There will be times that you seem to hit a wall, or get a lot of “No’s” from the universe. You are cut in an audition, you can’t master a piece of choreography or technique, you have a bad performance, you get injured. Let’s face it, these times just stink. It’s healthy to feel sad, frustrated, and defeated, and I believe it’s important to let yourself feel these emotions. Dancers are, after all, human beings! But when you’ve finished having a good cry, or two–or three–remember that all the great leaders and innovators in history had many failures from which to learn from. Think of the “No’s” as road signs pointing you in the direction of “Yes”. We have all heard the proverb about a door closing and a window opening. We can learn so much from the times we miss the mark. Try to be curious about what actions or decisions would have created a better outcome, and then try those next time. And if that doesn’t work, try something else, and repeat… Failure is always an opportunity to learn, if you want it to be. There is a Japanese proverb: “Fall seven times, rise eight.” The important thing is to rise.
Don’t forget about balance.
Dancers are notoriously obsessive. And the truth is that it does take an extraordinary amount of dedication and determination to thrive as dancer. Long hours in the studio, sweat and hard work are all part of the process. But remember that our physical bodies also need rest in order to heal and recover. Our intellectual selves need other kinds of stimulation to contrast with choreography running in our heads. Our emotional selves need life experiences outside the studio to feed our souls. Time away from the studio, from dance media and YouTube—this time shapes our voices as human beings, and ultimately makes us better artists.
Lastly, don’t forget to enjoy yourself!
Dancers can get so caught up in their dramas, nerves, competition, hard work, etc…it’s easy to lose sight of why you started dancing in the first place. Every dancer has a place within themselves that connects to dance in a unique and personal way. It can be as simple as feeling good, and as esoteric as feeling God. But whatever your reason is, try not to let all the other “stuff” get in the way of that connection. Dancing will always be a part of your life and who you are, whether you are a student, a professional dancer or a rocket scientist who just likes to dance.

Task directions
Please state the Japanese proverb quoted in the dance advice passage. The data that comes next is separate material, unrelated to the dance advice passage.

Stored data:
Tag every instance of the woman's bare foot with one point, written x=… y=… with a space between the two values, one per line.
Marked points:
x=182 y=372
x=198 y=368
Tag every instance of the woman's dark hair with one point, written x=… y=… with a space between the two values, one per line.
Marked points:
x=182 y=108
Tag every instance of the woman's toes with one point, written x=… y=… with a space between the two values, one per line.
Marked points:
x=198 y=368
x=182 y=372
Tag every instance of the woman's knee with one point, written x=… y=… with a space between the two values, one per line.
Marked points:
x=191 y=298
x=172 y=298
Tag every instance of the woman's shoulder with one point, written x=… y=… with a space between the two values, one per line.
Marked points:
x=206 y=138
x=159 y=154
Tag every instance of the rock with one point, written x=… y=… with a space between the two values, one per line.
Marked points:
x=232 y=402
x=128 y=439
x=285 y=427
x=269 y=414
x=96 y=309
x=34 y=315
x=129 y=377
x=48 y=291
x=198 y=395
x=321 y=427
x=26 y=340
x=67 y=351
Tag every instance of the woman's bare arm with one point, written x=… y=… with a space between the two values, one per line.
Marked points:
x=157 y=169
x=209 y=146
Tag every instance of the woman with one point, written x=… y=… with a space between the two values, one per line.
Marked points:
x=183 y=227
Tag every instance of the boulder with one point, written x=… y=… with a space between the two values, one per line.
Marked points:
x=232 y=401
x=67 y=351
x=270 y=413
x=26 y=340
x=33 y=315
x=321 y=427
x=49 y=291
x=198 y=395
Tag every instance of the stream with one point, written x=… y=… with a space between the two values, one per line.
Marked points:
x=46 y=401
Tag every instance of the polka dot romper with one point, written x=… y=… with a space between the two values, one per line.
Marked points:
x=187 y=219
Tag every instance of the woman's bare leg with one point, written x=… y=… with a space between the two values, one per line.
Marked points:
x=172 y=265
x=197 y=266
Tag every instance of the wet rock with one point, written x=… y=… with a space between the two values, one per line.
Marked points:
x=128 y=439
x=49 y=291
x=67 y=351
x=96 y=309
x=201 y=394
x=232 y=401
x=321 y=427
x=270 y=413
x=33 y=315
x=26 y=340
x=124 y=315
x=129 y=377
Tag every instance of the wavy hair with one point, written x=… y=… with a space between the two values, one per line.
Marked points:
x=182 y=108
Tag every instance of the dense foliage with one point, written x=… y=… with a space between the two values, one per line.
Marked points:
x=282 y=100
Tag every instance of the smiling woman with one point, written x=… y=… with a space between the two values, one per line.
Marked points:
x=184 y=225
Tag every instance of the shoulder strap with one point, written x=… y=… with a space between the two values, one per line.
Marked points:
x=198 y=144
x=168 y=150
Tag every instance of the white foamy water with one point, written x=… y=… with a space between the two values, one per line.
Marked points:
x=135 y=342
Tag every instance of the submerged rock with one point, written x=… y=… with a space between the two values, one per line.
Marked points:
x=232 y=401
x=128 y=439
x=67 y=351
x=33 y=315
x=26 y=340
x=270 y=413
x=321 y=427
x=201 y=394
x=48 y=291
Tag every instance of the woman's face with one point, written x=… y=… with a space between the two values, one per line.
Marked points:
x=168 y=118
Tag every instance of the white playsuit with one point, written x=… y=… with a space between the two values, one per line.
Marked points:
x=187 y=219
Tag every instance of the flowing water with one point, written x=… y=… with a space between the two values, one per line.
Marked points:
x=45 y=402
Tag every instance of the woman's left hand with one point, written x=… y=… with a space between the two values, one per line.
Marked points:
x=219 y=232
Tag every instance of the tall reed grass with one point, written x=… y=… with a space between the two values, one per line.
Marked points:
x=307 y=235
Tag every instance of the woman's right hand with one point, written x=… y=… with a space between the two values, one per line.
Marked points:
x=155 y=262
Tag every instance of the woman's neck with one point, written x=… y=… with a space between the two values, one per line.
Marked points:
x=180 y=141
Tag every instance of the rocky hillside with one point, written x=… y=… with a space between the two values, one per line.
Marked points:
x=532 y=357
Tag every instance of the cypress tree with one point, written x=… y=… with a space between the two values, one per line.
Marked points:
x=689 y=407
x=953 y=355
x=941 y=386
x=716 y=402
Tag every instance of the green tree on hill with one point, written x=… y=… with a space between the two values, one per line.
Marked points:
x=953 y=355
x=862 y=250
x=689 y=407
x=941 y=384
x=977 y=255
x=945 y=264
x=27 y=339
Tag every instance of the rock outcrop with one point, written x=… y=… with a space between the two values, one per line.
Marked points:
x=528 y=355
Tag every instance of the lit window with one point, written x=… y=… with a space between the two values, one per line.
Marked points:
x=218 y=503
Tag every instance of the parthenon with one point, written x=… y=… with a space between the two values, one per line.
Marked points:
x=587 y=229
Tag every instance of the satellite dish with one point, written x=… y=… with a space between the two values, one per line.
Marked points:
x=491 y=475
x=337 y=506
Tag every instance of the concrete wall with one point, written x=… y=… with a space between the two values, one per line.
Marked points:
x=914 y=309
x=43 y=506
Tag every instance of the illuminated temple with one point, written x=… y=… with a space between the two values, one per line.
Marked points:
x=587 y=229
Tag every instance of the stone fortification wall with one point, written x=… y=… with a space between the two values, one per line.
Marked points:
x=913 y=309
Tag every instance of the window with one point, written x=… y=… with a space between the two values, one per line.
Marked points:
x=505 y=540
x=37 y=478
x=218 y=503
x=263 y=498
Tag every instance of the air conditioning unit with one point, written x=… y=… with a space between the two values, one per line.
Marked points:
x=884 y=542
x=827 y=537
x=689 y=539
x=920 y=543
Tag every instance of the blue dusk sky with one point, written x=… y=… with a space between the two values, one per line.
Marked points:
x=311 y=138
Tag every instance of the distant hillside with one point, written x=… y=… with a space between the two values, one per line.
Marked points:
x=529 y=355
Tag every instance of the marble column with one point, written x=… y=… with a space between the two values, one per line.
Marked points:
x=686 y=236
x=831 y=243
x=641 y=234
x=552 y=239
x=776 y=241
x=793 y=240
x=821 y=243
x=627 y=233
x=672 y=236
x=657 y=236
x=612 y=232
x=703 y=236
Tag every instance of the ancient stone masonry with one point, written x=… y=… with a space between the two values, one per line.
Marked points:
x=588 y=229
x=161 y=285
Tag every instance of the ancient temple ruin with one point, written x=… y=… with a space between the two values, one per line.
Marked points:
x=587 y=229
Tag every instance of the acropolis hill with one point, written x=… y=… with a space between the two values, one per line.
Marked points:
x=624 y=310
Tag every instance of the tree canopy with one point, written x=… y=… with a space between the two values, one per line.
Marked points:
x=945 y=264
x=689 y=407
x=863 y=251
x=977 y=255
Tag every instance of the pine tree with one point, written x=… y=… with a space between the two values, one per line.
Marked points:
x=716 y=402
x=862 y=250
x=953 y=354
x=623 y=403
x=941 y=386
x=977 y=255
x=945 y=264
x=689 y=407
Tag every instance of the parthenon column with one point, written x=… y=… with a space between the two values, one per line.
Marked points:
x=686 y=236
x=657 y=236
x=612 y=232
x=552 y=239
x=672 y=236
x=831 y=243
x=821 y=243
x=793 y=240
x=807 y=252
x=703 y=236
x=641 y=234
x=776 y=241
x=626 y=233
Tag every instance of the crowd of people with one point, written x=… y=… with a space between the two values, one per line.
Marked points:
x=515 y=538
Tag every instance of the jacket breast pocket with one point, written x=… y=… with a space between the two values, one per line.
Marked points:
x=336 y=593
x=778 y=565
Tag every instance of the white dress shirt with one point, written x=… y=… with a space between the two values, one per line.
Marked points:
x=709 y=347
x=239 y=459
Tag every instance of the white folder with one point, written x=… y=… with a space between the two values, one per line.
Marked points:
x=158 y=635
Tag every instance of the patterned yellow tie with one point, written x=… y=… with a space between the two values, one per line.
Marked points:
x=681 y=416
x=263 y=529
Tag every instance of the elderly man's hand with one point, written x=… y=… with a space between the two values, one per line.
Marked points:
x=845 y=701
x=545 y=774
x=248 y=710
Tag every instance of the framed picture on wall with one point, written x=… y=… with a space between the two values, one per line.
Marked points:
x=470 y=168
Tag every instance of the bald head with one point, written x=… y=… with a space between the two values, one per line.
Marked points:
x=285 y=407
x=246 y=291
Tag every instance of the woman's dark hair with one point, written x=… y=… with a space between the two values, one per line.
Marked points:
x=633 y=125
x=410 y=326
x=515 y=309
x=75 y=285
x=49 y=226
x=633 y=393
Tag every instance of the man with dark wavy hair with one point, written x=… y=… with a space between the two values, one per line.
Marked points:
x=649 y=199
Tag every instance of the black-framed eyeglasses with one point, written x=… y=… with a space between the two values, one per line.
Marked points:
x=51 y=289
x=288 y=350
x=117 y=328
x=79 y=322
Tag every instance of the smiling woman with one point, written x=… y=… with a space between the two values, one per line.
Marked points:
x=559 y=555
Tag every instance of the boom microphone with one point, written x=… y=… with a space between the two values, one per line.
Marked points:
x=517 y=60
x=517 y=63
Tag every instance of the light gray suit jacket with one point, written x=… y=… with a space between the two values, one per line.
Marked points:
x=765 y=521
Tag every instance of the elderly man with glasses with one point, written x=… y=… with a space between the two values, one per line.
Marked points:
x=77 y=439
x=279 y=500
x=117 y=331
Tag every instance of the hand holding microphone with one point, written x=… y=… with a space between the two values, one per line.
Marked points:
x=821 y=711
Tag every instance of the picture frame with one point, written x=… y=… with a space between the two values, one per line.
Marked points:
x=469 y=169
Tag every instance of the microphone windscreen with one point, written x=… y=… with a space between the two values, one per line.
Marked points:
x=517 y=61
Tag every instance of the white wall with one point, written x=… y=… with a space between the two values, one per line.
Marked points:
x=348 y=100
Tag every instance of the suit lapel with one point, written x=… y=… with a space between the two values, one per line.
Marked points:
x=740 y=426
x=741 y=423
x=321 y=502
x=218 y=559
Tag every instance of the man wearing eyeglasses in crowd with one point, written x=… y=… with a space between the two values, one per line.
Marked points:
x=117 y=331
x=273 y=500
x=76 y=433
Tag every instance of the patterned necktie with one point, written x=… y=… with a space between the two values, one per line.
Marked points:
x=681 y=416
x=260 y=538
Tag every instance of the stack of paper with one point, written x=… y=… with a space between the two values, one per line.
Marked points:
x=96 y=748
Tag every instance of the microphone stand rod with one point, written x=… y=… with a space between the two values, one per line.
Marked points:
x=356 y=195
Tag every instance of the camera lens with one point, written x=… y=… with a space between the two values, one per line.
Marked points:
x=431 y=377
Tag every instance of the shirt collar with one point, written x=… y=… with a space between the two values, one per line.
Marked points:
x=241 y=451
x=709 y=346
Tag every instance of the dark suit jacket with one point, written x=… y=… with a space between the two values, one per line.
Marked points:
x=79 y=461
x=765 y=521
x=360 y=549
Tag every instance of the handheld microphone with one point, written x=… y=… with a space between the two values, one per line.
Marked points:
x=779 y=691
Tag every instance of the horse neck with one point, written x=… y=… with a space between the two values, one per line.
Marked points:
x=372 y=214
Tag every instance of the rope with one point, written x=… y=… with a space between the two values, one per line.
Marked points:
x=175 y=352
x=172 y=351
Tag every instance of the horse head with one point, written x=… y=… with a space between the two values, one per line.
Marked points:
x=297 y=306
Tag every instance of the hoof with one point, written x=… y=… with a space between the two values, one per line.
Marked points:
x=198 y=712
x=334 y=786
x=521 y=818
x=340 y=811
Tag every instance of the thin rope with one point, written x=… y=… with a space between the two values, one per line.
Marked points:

Completed exercise
"Fall seven times, rise eight."